▶ _Outline annotation records_

• • • • • • •

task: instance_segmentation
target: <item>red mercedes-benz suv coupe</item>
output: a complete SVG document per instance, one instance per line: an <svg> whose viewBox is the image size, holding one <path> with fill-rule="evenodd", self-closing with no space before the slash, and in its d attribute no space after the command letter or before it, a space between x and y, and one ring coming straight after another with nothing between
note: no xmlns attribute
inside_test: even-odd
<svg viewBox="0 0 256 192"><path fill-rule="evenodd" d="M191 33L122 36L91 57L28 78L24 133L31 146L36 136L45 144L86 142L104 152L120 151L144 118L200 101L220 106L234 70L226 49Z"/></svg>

• • • • • • •

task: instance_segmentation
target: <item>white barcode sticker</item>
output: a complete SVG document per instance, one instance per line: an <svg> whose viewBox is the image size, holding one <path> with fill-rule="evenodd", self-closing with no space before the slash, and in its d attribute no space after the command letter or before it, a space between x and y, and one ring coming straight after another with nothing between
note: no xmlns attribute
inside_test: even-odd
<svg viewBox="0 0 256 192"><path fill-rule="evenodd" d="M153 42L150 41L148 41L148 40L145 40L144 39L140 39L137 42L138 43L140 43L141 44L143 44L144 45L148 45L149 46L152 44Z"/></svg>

• • • • • • •

▶ _Directive_
Pick out each line of the records that contains the string "item", and copy those lines in full.

▶ _Response to this exercise_
target: <item>red mercedes-benz suv coupe</item>
target: <item>white barcode sticker</item>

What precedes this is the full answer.